The processor 552 can process instructions for execution within the computing device 550, including instructions stored in the memory 564. The processor can also include separate analog and digital processors. The processor can provide, for example, for coordination of the other components of the device 550, such as control of user interfaces, applications run by device 550, and wireless communication by device 550.

Processor 552 can communicate with a user through control interface 558 and display interface 556 coupled to a display 554. The display 554 can be, for example, a TFT LCD display or an OLED display, or other appropriate display technology. The display interface 556 can comprise appropriate circuitry for driving the display 554 to present graphical and other information to a user. The control interface 558 can receive commands from a user and convert them for submission to the processor 552. In addition, an external interface 562 can be provide in communication with processor 552, so as to enable near area communication of device 550 with other devices. External interface 562 can provide, for example, for wired communication (e.g., via a docking procedure) or for wireless communication (e.g., via Bluetooth or other such technologies).

The memory 564 stores information within the computing device 550. In one implementation, the memory 564 is a computer-readable medium. In one implementation, the memory 564 is a volatile memory unit or units. In another implementation, the memory 564 is a non-volatile memory unit or units. Expansion memory 554 can also be provided and connected to device 550 through expansion interface 552, which can include, for example, a SIMM card interface. Such expansion memory 574 can provide extra storage space for device 550, or can also store applications or other information for device 550. Specifically, expansion memory 574 can include instructions to carry out or supplement the processes described above, and can include secure information also. Thus, for example, expansion memory 574 can be provide as a security module for device 550, and can be programmed with instructions that permit secure use of device 550. In addition, secure applications can be provided via the SIMM cards, along with additional information, such as placing identifying information on the SIMM card in a non-hackable manner.

The memory can include for example, flash memory and/or MRAM memory, as discussed below. In one implementation, a computer program product is tangibly embodied in an information carrier. The computer program product contains instructions that, when executed, perform one or more methods, such as those described above. The information carrier is a computer- or machine-readable medium, such as the memory 564, expansion memory 574, memory on processor 552, or a propagated signal.

Device 550 can communicate wirelessly through communication interface 566, which can include digital signal processing circuitry where necessary. Communication interface 566 can provide for communications under various modes or protocols, such as GSM voice calls, SMS, EMS, or MMS messaging, CDMA, TDMA, PDC, WCDMA, CDMA2000, or GPRS, among others. Such communication can occur, for example, through radio-frequency transceiver 568. In addition, short-range communication can occur, such as using a Bluetooth, WiFi, or other such transceiver (not shown). In addition, GPS receiver module 570 can provide additional wireless data to device 550, which can be used as appropriate by applications running on device 550.

Device 550 can also communication audibly using audio codec 560, which can receive spoken information from a user and convert it to usable digital information. Audio codex 560 can likewise generate audible sound for a user, such as through a speaker, e.g., in a handset of device 550. Such sound can include sound from voice telephone calls, can include recorded sound (e.g., voice messages, music files, etc.) and can also include sound generated by applications operating on device 550.

The computing device 550 can be implemented in a number of different forms, as shown in the figure. For example, it can be implemented as a cellular telephone 580. It can also be implemented as part of a smartphone 582, personal digital assistant, or other similar mobile device.

·····

_Work required_.
Answer these questions about the device passage above:
(a) Which two display technologies does it give as examples for display 554?
(b) Which interface receives commands from a user and converts them for submission to processor 552?
(c) What can GPS receiver module 570 provide to device 550?

·····

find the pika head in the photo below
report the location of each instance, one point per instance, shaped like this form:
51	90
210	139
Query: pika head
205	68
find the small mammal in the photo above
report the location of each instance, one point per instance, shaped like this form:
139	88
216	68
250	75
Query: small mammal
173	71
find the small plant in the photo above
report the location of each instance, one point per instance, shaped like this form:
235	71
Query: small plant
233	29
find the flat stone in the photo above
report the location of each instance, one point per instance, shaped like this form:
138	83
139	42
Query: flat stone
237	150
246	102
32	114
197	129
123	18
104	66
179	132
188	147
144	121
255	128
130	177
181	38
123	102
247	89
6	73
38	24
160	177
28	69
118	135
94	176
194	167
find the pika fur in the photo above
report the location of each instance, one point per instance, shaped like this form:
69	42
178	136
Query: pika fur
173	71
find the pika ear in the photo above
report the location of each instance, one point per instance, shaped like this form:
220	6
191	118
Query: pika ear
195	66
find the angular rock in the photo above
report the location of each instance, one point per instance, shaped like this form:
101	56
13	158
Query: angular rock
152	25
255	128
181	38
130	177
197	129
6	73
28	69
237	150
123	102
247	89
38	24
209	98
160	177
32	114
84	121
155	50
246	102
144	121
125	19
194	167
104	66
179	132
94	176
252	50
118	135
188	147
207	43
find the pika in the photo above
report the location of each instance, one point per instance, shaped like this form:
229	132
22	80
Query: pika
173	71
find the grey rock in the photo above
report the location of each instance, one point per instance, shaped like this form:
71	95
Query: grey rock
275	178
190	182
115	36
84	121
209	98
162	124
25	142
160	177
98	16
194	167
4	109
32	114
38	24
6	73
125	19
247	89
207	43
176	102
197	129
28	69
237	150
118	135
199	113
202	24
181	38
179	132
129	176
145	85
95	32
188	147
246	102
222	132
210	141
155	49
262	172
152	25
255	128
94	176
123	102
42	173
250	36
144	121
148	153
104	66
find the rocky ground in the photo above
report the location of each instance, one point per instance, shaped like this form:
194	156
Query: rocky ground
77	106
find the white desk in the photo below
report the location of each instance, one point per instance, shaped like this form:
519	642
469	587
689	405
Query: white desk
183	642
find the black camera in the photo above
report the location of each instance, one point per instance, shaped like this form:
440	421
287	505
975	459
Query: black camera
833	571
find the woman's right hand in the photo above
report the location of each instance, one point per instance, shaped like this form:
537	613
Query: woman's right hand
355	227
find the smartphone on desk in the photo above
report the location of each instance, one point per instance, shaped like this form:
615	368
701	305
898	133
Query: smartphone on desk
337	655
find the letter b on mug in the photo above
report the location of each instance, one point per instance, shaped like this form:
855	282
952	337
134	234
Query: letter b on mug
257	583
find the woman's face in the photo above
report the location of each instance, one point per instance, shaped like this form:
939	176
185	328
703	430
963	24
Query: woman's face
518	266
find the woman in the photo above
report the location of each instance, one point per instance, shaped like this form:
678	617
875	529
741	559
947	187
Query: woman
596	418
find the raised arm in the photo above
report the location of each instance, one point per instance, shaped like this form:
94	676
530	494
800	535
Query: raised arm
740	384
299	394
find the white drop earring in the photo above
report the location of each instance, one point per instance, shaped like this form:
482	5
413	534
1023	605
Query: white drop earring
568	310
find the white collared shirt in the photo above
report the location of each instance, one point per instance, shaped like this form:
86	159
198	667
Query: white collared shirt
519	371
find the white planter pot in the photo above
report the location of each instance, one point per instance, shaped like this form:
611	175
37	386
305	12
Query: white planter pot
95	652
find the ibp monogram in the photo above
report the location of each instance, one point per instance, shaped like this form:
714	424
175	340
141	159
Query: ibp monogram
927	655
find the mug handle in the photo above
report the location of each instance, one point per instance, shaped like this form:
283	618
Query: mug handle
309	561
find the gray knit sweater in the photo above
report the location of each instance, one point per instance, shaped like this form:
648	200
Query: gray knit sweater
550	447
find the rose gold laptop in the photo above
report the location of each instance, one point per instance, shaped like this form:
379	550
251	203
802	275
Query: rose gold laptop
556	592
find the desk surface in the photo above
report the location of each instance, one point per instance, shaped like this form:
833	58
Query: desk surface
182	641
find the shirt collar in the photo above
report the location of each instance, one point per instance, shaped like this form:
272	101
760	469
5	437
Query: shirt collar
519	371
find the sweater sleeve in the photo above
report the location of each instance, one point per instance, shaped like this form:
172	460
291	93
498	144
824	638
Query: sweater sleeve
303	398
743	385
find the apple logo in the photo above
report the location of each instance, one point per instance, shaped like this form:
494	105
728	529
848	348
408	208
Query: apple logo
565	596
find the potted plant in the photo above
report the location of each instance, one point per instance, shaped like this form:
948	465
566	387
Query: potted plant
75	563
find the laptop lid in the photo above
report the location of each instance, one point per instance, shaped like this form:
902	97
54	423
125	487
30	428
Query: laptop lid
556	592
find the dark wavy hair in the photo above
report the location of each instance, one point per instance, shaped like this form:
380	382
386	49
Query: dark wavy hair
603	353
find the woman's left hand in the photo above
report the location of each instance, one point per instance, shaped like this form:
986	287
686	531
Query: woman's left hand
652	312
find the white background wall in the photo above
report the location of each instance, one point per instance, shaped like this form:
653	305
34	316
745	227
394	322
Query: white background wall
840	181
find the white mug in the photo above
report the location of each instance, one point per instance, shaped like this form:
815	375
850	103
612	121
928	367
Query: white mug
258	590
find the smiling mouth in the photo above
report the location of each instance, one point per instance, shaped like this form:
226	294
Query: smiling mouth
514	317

·····

_Final result_.
(a) A TFT LCD display or an OLED display.
(b) Control interface 558.
(c) Additional wireless data, which applications running on device 550 can use as appropriate.